Begin PROVIDED RECORDS

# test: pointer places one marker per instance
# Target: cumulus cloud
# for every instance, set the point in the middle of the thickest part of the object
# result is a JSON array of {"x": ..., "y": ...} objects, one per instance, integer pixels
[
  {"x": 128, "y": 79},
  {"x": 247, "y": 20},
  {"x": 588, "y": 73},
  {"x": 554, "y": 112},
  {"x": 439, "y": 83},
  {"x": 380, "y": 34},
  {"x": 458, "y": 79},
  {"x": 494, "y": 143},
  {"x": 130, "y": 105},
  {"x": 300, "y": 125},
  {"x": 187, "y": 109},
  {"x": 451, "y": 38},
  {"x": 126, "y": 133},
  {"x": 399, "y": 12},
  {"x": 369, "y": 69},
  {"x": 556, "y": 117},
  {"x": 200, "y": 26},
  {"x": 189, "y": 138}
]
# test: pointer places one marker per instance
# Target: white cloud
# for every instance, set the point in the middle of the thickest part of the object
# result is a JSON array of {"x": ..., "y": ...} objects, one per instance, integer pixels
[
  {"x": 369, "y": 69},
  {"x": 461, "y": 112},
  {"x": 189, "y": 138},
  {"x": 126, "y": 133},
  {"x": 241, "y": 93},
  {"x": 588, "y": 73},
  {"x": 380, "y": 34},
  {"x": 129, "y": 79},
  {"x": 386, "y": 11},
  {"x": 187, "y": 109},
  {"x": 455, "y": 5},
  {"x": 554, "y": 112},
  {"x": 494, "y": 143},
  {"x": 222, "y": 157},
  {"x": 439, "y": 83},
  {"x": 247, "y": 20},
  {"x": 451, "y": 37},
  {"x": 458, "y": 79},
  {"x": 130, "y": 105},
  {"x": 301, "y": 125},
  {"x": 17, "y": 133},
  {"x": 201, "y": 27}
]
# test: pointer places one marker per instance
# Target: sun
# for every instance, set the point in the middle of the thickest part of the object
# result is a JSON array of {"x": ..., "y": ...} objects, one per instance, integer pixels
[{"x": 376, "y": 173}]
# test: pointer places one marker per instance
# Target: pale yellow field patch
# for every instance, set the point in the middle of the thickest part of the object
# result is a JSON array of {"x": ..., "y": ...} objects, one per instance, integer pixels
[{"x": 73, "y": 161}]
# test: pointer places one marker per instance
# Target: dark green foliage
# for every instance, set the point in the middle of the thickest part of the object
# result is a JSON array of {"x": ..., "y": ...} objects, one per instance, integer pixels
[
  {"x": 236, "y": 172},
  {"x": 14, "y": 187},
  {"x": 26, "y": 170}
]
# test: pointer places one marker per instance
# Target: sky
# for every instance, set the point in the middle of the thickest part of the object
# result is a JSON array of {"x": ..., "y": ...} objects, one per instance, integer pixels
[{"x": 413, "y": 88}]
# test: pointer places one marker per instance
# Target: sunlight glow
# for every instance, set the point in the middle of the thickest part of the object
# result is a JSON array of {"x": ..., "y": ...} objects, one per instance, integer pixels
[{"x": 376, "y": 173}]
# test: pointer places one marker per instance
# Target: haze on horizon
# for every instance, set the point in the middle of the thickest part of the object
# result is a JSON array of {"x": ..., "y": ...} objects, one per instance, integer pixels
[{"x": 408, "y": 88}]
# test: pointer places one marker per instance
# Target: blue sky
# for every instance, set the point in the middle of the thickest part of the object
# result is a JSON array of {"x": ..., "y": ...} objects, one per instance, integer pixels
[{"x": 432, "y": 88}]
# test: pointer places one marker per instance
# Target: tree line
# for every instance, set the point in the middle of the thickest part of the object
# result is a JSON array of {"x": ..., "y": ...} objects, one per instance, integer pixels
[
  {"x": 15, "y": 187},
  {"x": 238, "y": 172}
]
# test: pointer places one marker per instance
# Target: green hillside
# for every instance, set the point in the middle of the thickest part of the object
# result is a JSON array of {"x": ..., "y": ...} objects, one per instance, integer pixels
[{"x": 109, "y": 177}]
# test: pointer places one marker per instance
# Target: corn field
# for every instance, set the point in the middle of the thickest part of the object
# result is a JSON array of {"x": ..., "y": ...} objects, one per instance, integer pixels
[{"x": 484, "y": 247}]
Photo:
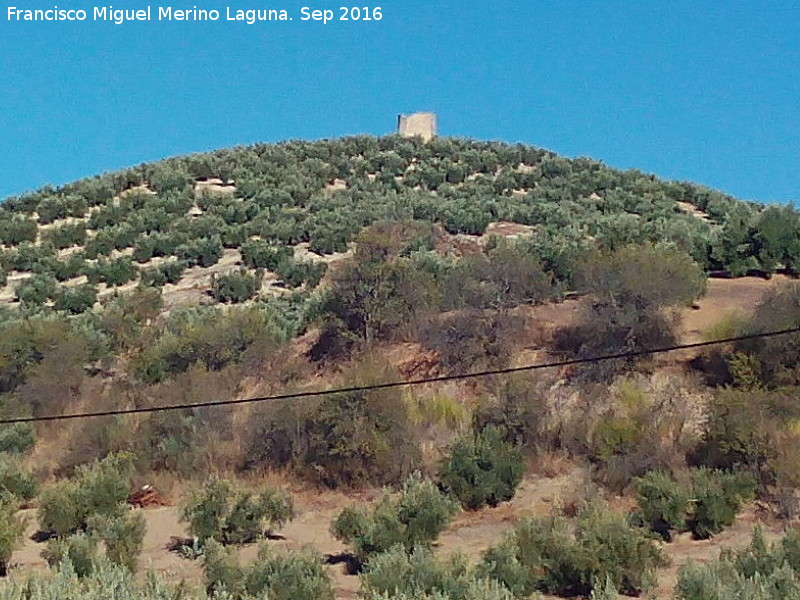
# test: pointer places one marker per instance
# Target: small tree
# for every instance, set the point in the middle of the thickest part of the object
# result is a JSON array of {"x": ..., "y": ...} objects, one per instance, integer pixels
[
  {"x": 416, "y": 517},
  {"x": 75, "y": 300},
  {"x": 12, "y": 528},
  {"x": 235, "y": 287},
  {"x": 293, "y": 575},
  {"x": 219, "y": 512},
  {"x": 482, "y": 470},
  {"x": 663, "y": 503},
  {"x": 100, "y": 489}
]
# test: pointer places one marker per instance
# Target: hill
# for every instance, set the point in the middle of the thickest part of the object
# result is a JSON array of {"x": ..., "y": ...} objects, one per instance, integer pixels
[
  {"x": 291, "y": 208},
  {"x": 303, "y": 266}
]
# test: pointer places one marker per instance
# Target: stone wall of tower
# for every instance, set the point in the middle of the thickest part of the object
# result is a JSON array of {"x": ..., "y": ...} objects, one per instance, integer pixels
[{"x": 418, "y": 124}]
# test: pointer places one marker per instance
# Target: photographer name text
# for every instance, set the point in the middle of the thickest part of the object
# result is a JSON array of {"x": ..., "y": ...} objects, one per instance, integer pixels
[{"x": 224, "y": 14}]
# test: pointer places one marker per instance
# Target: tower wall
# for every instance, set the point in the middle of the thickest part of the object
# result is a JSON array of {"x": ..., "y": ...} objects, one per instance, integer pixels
[{"x": 417, "y": 124}]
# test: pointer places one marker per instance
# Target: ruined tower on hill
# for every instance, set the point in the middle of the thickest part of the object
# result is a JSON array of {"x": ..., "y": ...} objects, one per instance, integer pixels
[{"x": 418, "y": 124}]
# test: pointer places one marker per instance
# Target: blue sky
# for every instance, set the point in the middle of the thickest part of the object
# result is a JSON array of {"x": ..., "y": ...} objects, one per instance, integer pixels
[{"x": 702, "y": 91}]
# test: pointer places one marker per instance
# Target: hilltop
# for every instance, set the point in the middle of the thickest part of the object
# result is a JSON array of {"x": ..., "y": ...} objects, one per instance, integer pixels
[
  {"x": 303, "y": 266},
  {"x": 290, "y": 209}
]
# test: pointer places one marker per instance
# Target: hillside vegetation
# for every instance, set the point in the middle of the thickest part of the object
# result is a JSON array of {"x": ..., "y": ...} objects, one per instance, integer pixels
[{"x": 306, "y": 265}]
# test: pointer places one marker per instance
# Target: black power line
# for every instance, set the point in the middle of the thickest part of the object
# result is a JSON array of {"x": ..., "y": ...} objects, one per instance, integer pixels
[{"x": 395, "y": 384}]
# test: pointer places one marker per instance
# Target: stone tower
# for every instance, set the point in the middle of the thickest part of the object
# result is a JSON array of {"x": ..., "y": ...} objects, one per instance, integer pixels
[{"x": 418, "y": 124}]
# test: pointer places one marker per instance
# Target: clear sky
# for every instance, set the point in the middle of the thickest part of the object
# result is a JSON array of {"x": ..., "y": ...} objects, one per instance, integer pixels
[{"x": 704, "y": 91}]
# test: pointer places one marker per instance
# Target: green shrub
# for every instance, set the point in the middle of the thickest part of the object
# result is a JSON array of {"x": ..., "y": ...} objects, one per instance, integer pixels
[
  {"x": 704, "y": 506},
  {"x": 416, "y": 517},
  {"x": 663, "y": 503},
  {"x": 65, "y": 236},
  {"x": 295, "y": 273},
  {"x": 168, "y": 272},
  {"x": 74, "y": 266},
  {"x": 122, "y": 536},
  {"x": 113, "y": 272},
  {"x": 105, "y": 581},
  {"x": 359, "y": 438},
  {"x": 759, "y": 571},
  {"x": 36, "y": 290},
  {"x": 400, "y": 573},
  {"x": 482, "y": 470},
  {"x": 100, "y": 489},
  {"x": 259, "y": 254},
  {"x": 14, "y": 231},
  {"x": 717, "y": 497},
  {"x": 210, "y": 337},
  {"x": 470, "y": 340},
  {"x": 563, "y": 557},
  {"x": 229, "y": 516},
  {"x": 203, "y": 252},
  {"x": 17, "y": 438},
  {"x": 75, "y": 300},
  {"x": 12, "y": 530},
  {"x": 14, "y": 481},
  {"x": 292, "y": 575},
  {"x": 81, "y": 549},
  {"x": 235, "y": 287}
]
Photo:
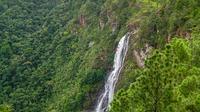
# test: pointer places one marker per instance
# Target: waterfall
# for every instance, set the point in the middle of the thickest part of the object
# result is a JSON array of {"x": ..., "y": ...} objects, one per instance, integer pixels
[{"x": 107, "y": 95}]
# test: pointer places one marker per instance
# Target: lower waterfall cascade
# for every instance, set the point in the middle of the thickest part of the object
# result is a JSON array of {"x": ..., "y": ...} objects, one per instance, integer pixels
[{"x": 106, "y": 96}]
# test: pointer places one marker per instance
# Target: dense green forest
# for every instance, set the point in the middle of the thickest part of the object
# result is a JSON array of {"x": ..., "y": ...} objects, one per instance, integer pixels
[{"x": 55, "y": 55}]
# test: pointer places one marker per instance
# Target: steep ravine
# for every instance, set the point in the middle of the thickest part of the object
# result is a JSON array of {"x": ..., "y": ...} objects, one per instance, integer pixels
[{"x": 108, "y": 93}]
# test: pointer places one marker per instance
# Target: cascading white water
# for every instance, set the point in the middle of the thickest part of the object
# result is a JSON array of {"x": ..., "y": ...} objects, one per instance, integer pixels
[{"x": 107, "y": 95}]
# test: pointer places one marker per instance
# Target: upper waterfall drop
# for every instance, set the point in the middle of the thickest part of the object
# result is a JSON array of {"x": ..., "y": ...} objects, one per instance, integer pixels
[{"x": 108, "y": 93}]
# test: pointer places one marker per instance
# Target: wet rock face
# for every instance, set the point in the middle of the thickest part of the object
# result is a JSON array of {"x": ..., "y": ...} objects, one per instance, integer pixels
[
  {"x": 82, "y": 20},
  {"x": 141, "y": 55}
]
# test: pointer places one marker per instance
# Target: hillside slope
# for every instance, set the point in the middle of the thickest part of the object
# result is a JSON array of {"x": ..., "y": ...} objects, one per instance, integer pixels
[{"x": 55, "y": 54}]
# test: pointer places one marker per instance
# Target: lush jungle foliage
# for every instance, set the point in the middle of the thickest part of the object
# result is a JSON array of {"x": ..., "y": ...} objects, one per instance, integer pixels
[
  {"x": 55, "y": 54},
  {"x": 170, "y": 81}
]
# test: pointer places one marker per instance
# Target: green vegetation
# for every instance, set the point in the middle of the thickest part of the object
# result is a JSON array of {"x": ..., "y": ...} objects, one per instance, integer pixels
[{"x": 55, "y": 54}]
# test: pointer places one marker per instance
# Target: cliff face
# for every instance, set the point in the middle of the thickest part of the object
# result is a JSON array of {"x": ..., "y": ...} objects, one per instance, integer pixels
[{"x": 55, "y": 54}]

End PROVIDED RECORDS

List every line of the records that contains the word "tower".

• **THE RESULT**
# Target: stone wall of tower
# Target: tower wall
# Target: ruined tower on hill
# Target: stone tower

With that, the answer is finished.